─── Material
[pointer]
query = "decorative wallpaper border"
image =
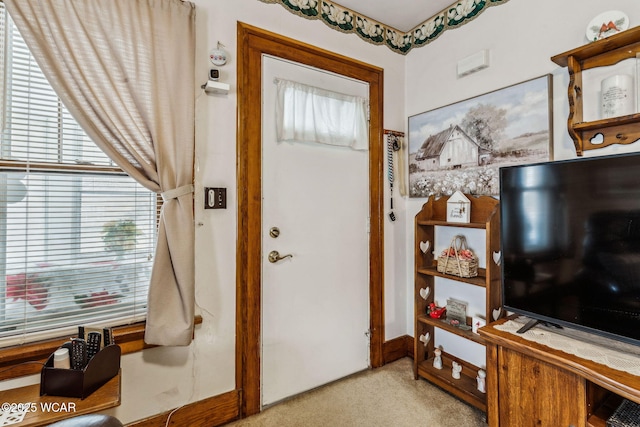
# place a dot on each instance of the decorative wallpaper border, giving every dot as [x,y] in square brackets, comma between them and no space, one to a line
[348,21]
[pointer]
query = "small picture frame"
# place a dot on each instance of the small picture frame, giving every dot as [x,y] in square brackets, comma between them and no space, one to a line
[458,208]
[457,311]
[477,322]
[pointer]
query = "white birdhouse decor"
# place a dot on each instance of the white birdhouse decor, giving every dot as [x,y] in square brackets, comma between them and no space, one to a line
[458,208]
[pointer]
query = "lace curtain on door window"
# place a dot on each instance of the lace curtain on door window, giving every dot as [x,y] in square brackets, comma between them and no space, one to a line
[310,114]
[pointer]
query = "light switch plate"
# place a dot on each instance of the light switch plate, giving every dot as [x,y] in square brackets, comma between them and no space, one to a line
[215,198]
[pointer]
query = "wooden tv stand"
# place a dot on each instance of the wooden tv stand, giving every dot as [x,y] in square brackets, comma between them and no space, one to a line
[530,384]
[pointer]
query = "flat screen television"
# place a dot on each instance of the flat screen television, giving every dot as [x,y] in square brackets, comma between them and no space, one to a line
[570,236]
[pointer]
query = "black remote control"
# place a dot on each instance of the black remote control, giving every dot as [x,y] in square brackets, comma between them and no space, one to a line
[78,353]
[93,344]
[106,336]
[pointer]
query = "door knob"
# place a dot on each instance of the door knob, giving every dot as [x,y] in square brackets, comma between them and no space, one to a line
[274,256]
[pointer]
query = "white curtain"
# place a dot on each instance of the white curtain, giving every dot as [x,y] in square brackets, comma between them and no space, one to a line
[125,70]
[310,114]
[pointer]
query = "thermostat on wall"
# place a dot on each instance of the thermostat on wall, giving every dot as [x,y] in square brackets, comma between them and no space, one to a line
[213,86]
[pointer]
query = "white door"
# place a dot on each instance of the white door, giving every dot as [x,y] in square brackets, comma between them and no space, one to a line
[315,304]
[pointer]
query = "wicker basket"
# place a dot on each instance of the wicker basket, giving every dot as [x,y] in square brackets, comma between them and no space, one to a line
[452,262]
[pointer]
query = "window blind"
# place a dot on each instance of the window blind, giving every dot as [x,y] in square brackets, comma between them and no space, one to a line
[76,234]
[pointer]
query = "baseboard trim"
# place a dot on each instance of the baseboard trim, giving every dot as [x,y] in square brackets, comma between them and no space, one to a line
[210,412]
[397,348]
[225,408]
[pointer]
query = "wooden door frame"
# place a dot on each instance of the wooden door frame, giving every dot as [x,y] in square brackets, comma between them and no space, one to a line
[252,44]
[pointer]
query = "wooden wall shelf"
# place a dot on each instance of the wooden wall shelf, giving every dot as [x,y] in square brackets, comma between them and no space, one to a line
[599,133]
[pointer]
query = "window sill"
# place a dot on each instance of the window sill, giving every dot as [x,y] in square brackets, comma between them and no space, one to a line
[27,359]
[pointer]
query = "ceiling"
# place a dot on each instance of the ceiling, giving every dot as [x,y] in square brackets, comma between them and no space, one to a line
[403,15]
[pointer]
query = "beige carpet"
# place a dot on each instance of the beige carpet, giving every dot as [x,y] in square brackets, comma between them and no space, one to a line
[388,396]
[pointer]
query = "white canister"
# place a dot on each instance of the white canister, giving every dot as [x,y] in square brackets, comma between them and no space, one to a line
[617,96]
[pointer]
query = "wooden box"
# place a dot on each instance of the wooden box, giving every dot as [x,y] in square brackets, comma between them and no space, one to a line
[81,383]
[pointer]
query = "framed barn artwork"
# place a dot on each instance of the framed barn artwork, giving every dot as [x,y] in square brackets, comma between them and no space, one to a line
[461,146]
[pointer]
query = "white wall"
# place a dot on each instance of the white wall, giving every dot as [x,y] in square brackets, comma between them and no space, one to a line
[522,36]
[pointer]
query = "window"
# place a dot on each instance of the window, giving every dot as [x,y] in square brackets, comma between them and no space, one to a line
[310,114]
[76,234]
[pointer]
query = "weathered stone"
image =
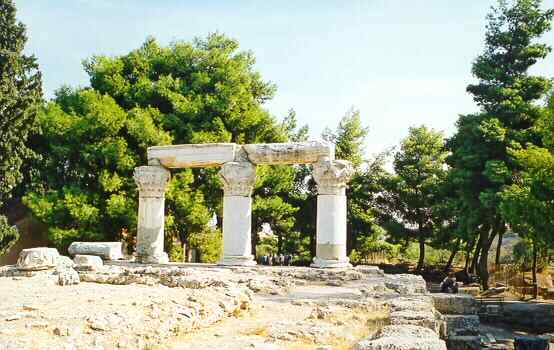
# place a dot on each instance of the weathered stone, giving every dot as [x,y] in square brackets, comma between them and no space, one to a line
[152,182]
[88,262]
[105,250]
[464,343]
[425,319]
[290,153]
[402,338]
[238,180]
[530,343]
[406,284]
[35,259]
[370,270]
[64,262]
[192,155]
[68,277]
[460,325]
[331,178]
[454,304]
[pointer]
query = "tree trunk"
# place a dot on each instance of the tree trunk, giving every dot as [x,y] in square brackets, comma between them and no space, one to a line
──────
[Problem details]:
Restate the records above in full, word for word. Keep pictures out.

[Worked solution]:
[pointer]
query = "decorative wallpaper border"
image =
# place a dot on each instance of the decorative wallpaper border, giving every dot as [x,y] in square brackets, comma between them and no space, one to a line
[348,21]
[pointer]
query = "small picture frame"
# place a dot on each instance of the small picture frame, giving every dot as [x,y] in square brackets, comma between them and no space, one to a line
[458,208]
[457,311]
[477,322]
[pointer]
query = "white birdhouse decor"
# place a dot on each instance of the white birdhouse decor, giving every dot as [x,y] in square brackets, comma between them and no space, one to a line
[458,208]
[pointer]
query = "lace curtain on door window"
# place a dot on each instance of the lace curtain on door window, giving every dot as [x,y] in square brackets, comma between them and no space, one to a line
[310,114]
[pointer]
query = "light switch plate"
# place a dot on each instance of the light switch plate, giving every dot as [x,y] in square brackets, comma between them and no space, one to a line
[215,198]
[pointer]
query = "wooden tv stand"
# place a dot on each instance of the wooden tv stand, giving every dot as [x,y] in square brackets, comma between them and no space, one to a line
[530,384]
[pointer]
query = "flat screen television"
# place a dot on each instance of the flat screen television, giving every dot as [x,y] in square brackets, comma between them and no space, one to a line
[570,236]
[pointer]
query = "black remote control"
# place a dot on each instance of the black remote control, giving every dot as [x,y] in square brackets, comma between them and no space, one to a line
[78,353]
[93,344]
[106,336]
[pointer]
query = "door knob"
# place a dot on each instance of the door knob, giving every dot as [x,y] in square brackets, comma between them and no space, one to a line
[274,256]
[pointer]
query = "white curtain"
# place a dot on each instance of the white curtain, giving every dot as [x,y] in square brackets, comma between them and no space, one to a line
[125,70]
[310,114]
[pointer]
query = "thermostat on wall"
# place a dot on each instance of the thermostat on wall, giving every dot as [x,y] in square brackets, comma between them and no space, one to a line
[213,86]
[pointer]
query = "white door"
# place a dot on each instance of the white door, giving every dot as [x,y] in square brackets, comma between them and no space, one to a line
[315,304]
[pointer]
query = "wicker basket"
# place a dot on each instance of the wicker basket, giving every dot as [x,y] in square brackets, comma between them and no space, one to a line
[452,262]
[pointer]
query = "window blind"
# place a dot on each instance of the window blind, giving every dot as [x,y] in square brackets, comma between them and no space, one to a line
[76,234]
[pointer]
query = "baseboard trim"
# place a dot on each instance of the baseboard trim, giving every dot as [x,y] in square brackets, comma between them and no space, one to a line
[210,412]
[397,348]
[225,408]
[pointer]
query = "wooden door frame"
# place a dot on each instance of the wooden door frame, giving every dot as [x,y] in square brackets, comma between them and no space, one to a line
[252,44]
[pointer]
query = "wooden wall shelf"
# place a dot on each instance of the wooden wall shelf, giving every dot as [x,y] in square brackets, comma between them and no space, one to a line
[599,133]
[pointer]
query = "window sill"
# place a dot on each instance of the window sill, giving every dot as [x,y] in square brackets, comma between them and no space, one to a line
[27,359]
[pointer]
query = "ceiling"
# place a dot on each instance of the ceiling, giving every dot as [x,y] in square brackets, comma between them and no space, one to a line
[403,15]
[pointer]
query = "beige carpet"
# place a dot on each instance of the beige carpet, giving every dot as [x,y] in square brackets, comma between them and no space, one to a line
[388,396]
[pointer]
query = "white canister"
# place a dot on each instance of the white canister, giving every dot as [x,y] in square brackets, comma between them and no space, one to a line
[617,96]
[pointer]
query = "wooden box"
# place a dot on each instance of the wooden box, giving every dot as [x,y] in square brackets, comma between them and no space, one to a line
[81,383]
[pointer]
query = "framed barn artwork"
# place a dot on each instance of the framed barn artwork, giving every dot as [x,y] in square brackets, comma between them and no space, one to a line
[461,146]
[pointer]
query = "white wall"
# place a dot on each instance of the white wall, giving every dot as [x,y] in square brackets, comma between them and no space, one to a line
[522,36]
[pointer]
query = "window"
# place a dot on each instance of the window, giving every dot as [x,y] in square brackets, comma between them and no space, one to a line
[310,114]
[76,234]
[pointer]
query = "weathered stone"
image =
# place a dot on each instance of the weathered stone, giving every dot as [x,y] in square brackets, comma between them and no space, one to a line
[152,182]
[88,262]
[105,250]
[464,343]
[425,319]
[290,153]
[402,338]
[238,180]
[530,343]
[406,284]
[35,259]
[370,270]
[64,262]
[192,155]
[68,277]
[460,325]
[331,178]
[454,304]
[pointer]
query = "tree trunk"
# place a dot on each instance of the tree trunk, giving every dot as [x,y] in square brackets, comma between them and no space, one to a line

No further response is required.